### INFORMATION GIVEN

• • •

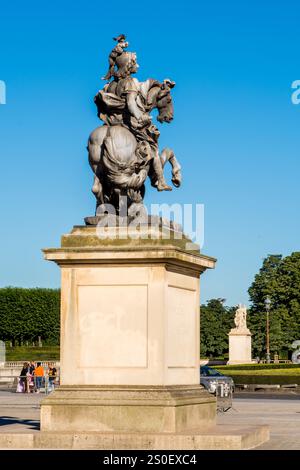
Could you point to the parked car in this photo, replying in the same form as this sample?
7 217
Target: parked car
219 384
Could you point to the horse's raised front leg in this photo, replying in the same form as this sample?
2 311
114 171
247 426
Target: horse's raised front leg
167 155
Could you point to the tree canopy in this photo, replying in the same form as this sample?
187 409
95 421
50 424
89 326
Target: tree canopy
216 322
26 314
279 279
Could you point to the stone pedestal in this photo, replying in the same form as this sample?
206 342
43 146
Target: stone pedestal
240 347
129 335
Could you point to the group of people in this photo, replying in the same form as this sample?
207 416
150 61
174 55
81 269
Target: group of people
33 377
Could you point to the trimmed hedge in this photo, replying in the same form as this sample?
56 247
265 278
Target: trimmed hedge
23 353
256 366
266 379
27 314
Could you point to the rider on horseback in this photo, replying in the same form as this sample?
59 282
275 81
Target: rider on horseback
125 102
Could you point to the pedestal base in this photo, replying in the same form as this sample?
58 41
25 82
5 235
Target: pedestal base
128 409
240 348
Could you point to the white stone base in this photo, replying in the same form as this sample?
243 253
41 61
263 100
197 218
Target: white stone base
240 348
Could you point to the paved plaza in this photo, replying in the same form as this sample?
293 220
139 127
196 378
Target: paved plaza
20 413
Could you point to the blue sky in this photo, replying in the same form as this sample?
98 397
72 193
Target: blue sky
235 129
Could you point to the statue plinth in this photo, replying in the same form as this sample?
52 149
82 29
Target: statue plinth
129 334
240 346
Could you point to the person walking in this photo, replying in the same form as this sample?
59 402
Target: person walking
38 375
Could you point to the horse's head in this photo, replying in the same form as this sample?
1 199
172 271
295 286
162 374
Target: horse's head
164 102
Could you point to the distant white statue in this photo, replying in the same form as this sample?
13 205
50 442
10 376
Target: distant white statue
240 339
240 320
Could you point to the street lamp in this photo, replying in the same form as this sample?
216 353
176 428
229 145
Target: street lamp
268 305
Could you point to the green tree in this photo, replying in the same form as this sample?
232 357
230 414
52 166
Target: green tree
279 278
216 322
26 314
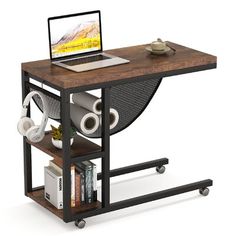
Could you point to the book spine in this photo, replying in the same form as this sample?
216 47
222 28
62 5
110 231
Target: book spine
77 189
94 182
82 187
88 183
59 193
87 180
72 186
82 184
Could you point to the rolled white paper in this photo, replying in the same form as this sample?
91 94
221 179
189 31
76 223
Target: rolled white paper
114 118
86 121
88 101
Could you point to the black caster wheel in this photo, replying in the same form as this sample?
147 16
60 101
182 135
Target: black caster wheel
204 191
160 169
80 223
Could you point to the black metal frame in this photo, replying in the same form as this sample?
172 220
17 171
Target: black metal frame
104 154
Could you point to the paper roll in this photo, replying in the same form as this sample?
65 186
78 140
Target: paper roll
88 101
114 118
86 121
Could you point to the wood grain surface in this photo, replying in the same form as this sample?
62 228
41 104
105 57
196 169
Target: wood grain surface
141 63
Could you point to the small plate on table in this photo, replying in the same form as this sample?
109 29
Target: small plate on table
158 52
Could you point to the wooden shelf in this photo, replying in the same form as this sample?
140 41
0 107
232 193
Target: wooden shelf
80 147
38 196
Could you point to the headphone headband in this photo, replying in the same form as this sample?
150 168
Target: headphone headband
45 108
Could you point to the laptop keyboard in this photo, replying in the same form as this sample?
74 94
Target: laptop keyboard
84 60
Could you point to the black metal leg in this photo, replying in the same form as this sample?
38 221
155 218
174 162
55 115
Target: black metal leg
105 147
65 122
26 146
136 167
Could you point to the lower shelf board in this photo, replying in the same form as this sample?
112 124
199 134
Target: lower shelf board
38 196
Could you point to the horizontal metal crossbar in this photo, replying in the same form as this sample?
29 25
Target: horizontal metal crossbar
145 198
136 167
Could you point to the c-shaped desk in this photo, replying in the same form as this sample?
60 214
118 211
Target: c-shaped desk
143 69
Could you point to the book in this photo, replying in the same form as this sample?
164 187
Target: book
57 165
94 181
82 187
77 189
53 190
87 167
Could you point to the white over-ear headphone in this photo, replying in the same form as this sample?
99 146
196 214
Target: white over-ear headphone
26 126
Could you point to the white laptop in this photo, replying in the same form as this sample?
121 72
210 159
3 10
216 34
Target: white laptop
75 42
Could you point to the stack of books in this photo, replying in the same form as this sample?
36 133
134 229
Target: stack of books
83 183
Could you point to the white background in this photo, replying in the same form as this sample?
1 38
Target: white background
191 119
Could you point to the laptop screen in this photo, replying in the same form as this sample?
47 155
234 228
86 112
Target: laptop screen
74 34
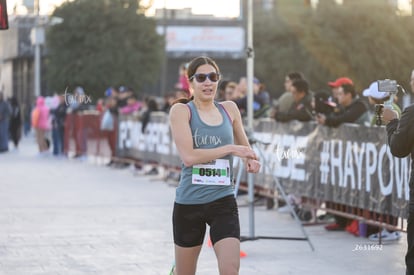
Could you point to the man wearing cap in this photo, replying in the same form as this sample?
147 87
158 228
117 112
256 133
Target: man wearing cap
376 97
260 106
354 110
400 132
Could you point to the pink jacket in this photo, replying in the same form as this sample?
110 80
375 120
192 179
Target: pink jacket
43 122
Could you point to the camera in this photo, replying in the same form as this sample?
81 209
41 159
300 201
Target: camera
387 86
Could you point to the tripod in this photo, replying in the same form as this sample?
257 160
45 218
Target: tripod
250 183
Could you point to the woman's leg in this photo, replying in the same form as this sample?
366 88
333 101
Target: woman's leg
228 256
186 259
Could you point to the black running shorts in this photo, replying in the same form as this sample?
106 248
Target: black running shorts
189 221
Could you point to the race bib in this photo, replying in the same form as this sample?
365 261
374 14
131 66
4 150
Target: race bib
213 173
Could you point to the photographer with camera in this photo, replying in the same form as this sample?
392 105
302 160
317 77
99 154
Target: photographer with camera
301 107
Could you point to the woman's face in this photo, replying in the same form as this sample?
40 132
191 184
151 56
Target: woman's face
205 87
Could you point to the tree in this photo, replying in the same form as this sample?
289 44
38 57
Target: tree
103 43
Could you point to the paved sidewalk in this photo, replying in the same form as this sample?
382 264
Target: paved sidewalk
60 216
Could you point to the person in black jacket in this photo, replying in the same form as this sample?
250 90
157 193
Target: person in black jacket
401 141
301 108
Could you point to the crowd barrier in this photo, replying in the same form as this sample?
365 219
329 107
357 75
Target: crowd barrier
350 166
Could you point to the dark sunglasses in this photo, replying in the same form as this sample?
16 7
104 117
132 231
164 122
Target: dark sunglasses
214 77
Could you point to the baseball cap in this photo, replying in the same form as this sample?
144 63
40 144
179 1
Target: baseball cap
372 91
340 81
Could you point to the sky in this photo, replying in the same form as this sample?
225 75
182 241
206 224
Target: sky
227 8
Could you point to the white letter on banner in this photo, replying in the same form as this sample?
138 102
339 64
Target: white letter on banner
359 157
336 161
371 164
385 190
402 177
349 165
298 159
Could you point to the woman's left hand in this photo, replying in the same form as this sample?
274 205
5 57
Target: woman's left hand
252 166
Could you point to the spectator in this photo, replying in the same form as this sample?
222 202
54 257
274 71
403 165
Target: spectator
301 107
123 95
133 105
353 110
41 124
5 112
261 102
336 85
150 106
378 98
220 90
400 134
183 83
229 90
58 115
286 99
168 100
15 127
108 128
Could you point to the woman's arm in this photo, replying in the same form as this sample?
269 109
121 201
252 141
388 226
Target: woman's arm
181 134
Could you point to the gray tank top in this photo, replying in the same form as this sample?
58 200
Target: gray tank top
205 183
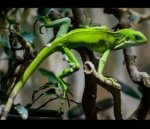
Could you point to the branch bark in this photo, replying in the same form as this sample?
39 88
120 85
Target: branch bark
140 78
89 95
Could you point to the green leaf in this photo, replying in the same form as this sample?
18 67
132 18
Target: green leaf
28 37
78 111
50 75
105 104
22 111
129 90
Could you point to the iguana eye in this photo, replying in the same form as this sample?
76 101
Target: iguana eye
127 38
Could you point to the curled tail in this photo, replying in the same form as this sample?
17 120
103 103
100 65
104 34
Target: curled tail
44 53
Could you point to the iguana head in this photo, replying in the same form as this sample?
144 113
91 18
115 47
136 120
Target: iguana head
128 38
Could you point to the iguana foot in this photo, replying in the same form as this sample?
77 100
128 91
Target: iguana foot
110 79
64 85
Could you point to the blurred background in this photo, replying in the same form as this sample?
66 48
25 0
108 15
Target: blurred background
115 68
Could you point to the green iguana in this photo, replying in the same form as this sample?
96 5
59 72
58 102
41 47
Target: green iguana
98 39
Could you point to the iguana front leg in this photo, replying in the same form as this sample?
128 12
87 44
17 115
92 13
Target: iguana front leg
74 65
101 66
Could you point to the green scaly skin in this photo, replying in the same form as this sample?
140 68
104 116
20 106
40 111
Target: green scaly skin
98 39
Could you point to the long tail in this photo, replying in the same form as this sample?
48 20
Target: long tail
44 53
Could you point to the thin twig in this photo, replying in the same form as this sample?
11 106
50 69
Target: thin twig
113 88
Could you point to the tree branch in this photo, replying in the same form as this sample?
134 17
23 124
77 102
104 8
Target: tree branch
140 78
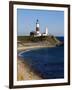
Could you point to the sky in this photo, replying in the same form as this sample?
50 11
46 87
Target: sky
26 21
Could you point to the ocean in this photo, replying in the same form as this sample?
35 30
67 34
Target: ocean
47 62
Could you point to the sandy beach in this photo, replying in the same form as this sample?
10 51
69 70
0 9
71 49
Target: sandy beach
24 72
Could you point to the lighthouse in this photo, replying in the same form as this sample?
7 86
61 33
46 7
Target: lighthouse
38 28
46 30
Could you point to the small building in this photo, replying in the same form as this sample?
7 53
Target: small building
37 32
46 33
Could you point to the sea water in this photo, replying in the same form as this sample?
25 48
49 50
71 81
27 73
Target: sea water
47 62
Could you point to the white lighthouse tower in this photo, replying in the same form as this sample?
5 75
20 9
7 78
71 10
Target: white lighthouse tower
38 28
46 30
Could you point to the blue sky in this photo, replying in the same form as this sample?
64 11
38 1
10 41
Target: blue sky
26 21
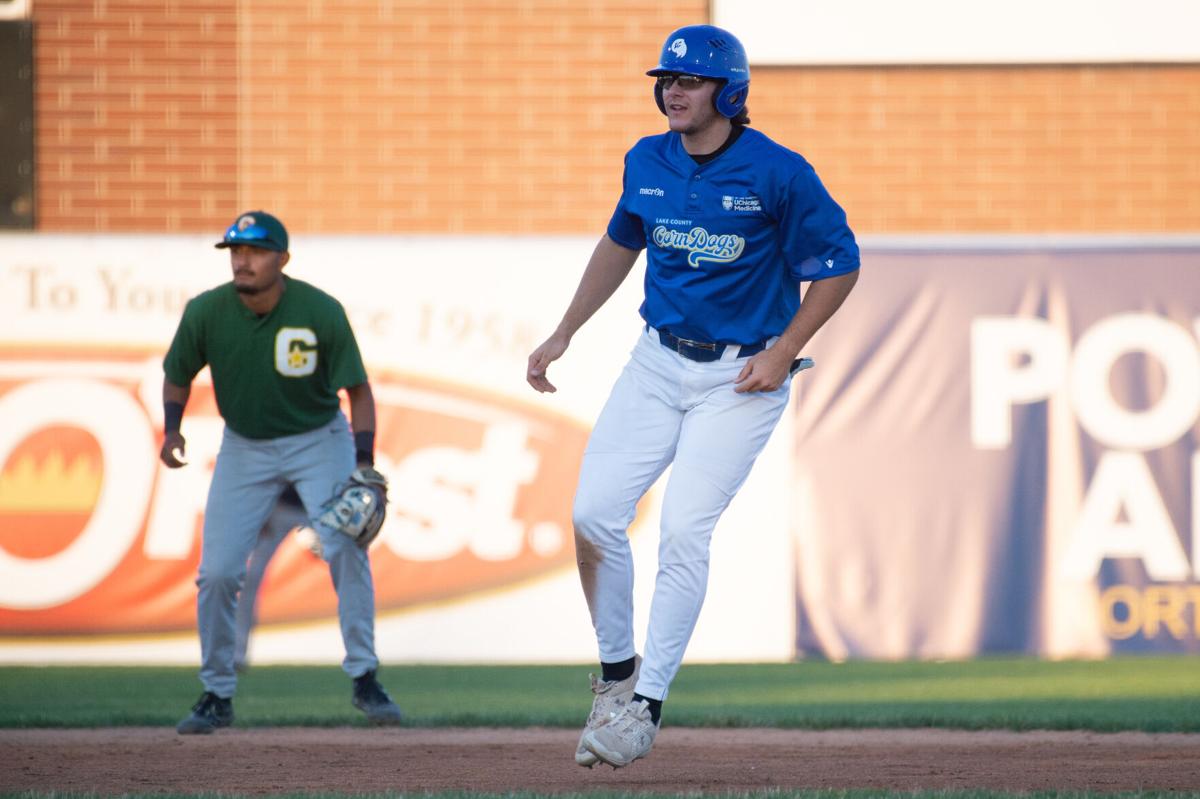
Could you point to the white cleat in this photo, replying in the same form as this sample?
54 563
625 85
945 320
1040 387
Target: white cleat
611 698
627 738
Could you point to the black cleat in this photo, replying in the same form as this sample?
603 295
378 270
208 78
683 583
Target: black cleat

• • •

### DIRECTIONS
Everything from the line containing "Could you point to the sea" to the last line of the listing above must be reproduced exactly, with no pictures included.

### TASK RESPONSE
Could you point to the sea water in this photo, replying in the same form as this sample?
25 48
49 50
71 81
27 73
Target: sea water
47 62
Could you point to the white lighthouse tower in this photo, replying in the same form as this sample?
5 75
20 9
7 78
71 10
Target: white lighthouse tower
38 28
46 30
Could you point to the blue sky in this photo, replying in the same form as this sample?
64 11
38 1
10 41
Target: blue sky
26 21
Could you point to the white cleat in this photo, replying in the same form as this sample?
54 563
625 85
945 320
1040 387
Target: white cleat
611 698
627 738
Could you point to the black cleat in this photo, replying in the same form as this sample?
603 295
378 270
208 78
683 583
Target: black cleat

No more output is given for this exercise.